[start]
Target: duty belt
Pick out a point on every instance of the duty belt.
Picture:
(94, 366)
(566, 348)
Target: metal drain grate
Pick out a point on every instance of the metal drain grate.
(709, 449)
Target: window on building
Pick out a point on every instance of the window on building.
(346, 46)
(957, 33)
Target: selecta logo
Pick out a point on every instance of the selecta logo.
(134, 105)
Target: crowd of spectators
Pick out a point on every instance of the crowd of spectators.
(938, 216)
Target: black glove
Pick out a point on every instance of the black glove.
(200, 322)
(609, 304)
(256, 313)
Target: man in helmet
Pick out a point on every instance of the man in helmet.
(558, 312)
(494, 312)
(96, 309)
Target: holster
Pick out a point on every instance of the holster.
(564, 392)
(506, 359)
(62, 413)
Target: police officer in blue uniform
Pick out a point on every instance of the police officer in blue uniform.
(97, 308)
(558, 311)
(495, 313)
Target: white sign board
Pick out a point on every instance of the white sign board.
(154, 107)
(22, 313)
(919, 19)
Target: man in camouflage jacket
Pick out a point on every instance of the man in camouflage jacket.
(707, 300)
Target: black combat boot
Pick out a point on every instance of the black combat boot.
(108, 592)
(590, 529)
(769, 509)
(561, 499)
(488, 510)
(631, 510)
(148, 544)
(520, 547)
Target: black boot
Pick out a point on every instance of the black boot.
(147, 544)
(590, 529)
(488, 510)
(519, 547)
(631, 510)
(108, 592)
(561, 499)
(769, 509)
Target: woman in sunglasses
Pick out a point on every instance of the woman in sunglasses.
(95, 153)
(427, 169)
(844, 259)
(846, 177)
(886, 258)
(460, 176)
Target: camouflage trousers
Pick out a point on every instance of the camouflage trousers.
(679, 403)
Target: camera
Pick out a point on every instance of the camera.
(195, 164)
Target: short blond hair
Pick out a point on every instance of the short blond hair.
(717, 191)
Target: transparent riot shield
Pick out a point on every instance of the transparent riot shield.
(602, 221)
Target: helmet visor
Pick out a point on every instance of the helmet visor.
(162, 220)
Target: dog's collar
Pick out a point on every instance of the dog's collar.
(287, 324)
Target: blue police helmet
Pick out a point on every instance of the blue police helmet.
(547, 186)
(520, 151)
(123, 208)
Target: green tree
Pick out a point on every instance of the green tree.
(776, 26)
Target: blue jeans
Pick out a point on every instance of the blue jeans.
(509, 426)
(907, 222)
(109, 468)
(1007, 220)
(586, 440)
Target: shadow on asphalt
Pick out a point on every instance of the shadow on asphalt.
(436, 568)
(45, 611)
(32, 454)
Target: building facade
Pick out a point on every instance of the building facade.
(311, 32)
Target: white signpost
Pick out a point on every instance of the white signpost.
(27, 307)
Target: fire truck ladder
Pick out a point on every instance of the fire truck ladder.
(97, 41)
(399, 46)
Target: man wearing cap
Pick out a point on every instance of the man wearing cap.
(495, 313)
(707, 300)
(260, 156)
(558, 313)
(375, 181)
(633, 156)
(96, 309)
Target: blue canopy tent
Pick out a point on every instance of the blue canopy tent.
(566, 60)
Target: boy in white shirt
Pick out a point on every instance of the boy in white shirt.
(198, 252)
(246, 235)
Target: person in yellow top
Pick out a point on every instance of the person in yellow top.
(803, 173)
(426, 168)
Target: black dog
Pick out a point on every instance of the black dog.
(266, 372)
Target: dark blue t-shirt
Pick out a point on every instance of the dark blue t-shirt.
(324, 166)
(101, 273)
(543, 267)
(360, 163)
[end]
Repeat exactly the lines from the line containing "Target: dog's collar" through the last line of the records above, including both, and nothing else.

Target: dog's collar
Pick out a point on every instance of the dog's collar.
(287, 324)
Target: blue police helmet
Pick out a point on every instance of the blue police helmet.
(547, 186)
(520, 151)
(123, 208)
Target: green tree
Pick out a point on every instance of the green tree.
(776, 26)
Target: blue jeans
Pick out a point on every instance of the blue jeans.
(509, 426)
(907, 222)
(109, 468)
(1007, 220)
(586, 440)
Target: shadow on asphalt
Pick out a point on every instance of the shadow on asphalt.
(436, 568)
(45, 611)
(32, 454)
Target: building facade
Pick out a point on every instance of the building facade.
(311, 32)
Target: white signpost
Pick out a point on every instance of the white signpost.
(27, 307)
Target: fire truck ladder
Pick out a point on every instance of the fire truck ladder.
(97, 41)
(399, 46)
Target: man wearing cap
Pick out a point on every instance of the man wearing cap.
(495, 313)
(707, 300)
(260, 156)
(558, 313)
(375, 181)
(633, 156)
(96, 309)
Target: blue canopy tent
Pick out a point on every instance of the blue canopy tent.
(566, 60)
Target: boy in white shirt
Pick out a point on every instance of the boy in white shirt.
(198, 252)
(246, 235)
Target: person in yellow top
Pick out a point on every instance of the person in yellow top.
(803, 173)
(426, 168)
Target: black dog
Pick out a point on every instance of the black dog.
(266, 372)
Target: dark blue t-shirt
Pick out a point on every instance of the dark blue t-shirt.
(324, 166)
(101, 273)
(543, 267)
(360, 163)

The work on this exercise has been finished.